• 题目 A: 列出下方条目中所有含有字符串“above”的行，逐字照抄。

从4 * 4 生成到 32 * 32，有4个block，其中1个输出层block，3个general block，使用了pixel-wise normalization，激活函数使用lrelu，使用反卷积和最近邻resize进行上采样

3.2.1General Block

from typing import Any, Dict, Optional
from torch.nn.functional import interpolate
from torch.nn import AvgPool2d, Conv2d, ConvTranspose2d, Embedding, LeakyReLU, Module


class GenGeneralConvBlock(torch.nn.Module):
    """
    Module implementing a general convolutional block
    Args:
        in_channels: number of input channels to the block
        out_channels: number of output channels required
        use_eql: whether to use equalized learning rate
    """

    def __init__(self, in_channels: int, out_channels: int, use_eql: bool) -> None:
        super(GenGeneralConvBlock, self).__init__()
        self.in_channels = in_channels
        self.out_channels = in_channels
        self.use_eql = use_eql

        ConvBlock = EqualizedConv2d if use_eql else Conv2d

        self.conv_1 = ConvBlock(in_channels, out_channels, (3, 3), padding=1, bias=True)
        self.conv_2 = ConvBlock(out_channels, out_channels, (3, 3), padding=1, bias=True)
        self.pixNorm = PixelwiseNorm()
        self.lrelu = LeakyReLU(0.2)

    def forward(self, x: Tensor) -> Tensor:
        y = interpolate(x, scale_factor=2)   #interpolate是插值算法可以上采样也可以下采样，scale_factor=2代表每个维度上采样为原来两倍，某人采用最近邻的算法
        y = self.pixNorm(self.lrelu(self.conv_1(y)))
        y = self.pixNorm(self.lrelu(self.conv_2(y)))

        return y

3.2.2 GenInitialBlock

class GenInitialBlock(Module):
    """
    Module implementing the initial block of the input
    Args:
        in_channels: number of input channels to the block
        out_channels: number of output channels of the block
        use_eql: whether to use equalized learning rate
    """

    def __init__(self, in_channels: int, out_channels: int, use_eql: bool) -> None:
        super(GenInitialBlock, self).__init__()
        self.use_eql = use_eql

        ConvBlock = EqualizedConv2d if use_eql else Conv2d
        ConvTransposeBlock = EqualizedConvTranspose2d if use_eql else ConvTranspose2d

        self.conv_1 = ConvTransposeBlock(in_channels, out_channels, (4, 4), bias=True)
        self.conv_2 = ConvBlock(
            out_channels, out_channels, (3, 3), padding=1, bias=True
        )
        self.pixNorm = PixelwiseNorm()
        self.lrelu = LeakyReLU(0.2)

    def forward(self, x: Tensor) -> Tensor:
        y = torch.unsqueeze(torch.unsqueeze(x, -1), -1)
        y = self.pixNorm(y)  # normalize the latents to hypersphere
        y = self.lrelu(self.conv_1(y))  
        y = self.lrelu(self.conv_2(y))
        y = self.pixNorm(y)
        return y

3.2.3 计算feature map的函数

from torch.nn import Conv2d, ModuleList


def nf(stage: int, fmap_base: int = 16 << 10, fmap_decay: float = 1.0, fmap_min: int = 1, 
       fmap_max: int = 512,) -> int:
    """

• 题目 B: 接着上面这篇讲解生成器卷积块代码的文章的最后一行往下续写。

基于点的标注数据:
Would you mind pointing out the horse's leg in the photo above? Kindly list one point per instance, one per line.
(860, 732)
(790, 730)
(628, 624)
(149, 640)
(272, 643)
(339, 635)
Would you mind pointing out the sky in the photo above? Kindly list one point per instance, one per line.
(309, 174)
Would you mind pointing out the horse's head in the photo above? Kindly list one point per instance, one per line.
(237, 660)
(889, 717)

• 任务输出 A:
Would you mind pointing out the horse's leg in the photo above? Kindly list one point per instance, one per line.
Would you mind pointing out the sky in the photo above? Kindly list one point per instance, one per line.
Would you mind pointing out the horse's head in the photo above? Kindly list one point per instance, one per line.

• 任务输出 B:
    computes the number of fmaps present in each stage
    Args:
        stage: stage level
        fmap_base: base number of fmaps
        fmap_decay: decay rate for the fmaps in the network
        fmap_min: minimum number of fmaps
        fmap_max: maximum number of fmaps

    Returns: number of fmaps that should be present there
    """
    return int(np.clip(int(fmap_base / (2.0 ** (stage * fmap_decay))), fmap_min, fmap_max,).item())


class Generator(torch.nn.Module):
    """
    Generator Module (block) of the GAN network
    Args:
        depth: required depth of the Network
        num_channels: number of output channels (default = 3 for RGB)
        latent_size: size of the latent manifold
        use_eql: whether to use equalized learning rate
    """

    def __init__(self, depth: int = 10, num_channels: int = 3, latent_size: int = 512, 
                 use_eql: bool = True,) -> None:
        super().__init__()

        # object state:
        self.depth = depth
        self.latent_size = latent_size
        self.num_channels = num_channels
        self.use_eql = use_eql

        ConvBlock = EqualizedConv2d if use_eql else Conv2d

        self.layers = ModuleList([GenInitialBlock(latent_size, nf(1), use_eql=self.use_eql)])
        for stage in range(1, depth - 1):
            self.layers.append(GenGeneralConvBlock(nf(stage), nf(stage + 1), use_eql))

        self.rgb_converters = ModuleList(
            [ConvBlock(nf(stage), num_channels, kernel_size=(1, 1)) for stage in range(1, depth)])

    def forward(self, x: Tensor, depth: int, alpha: float) -> Tensor:
        """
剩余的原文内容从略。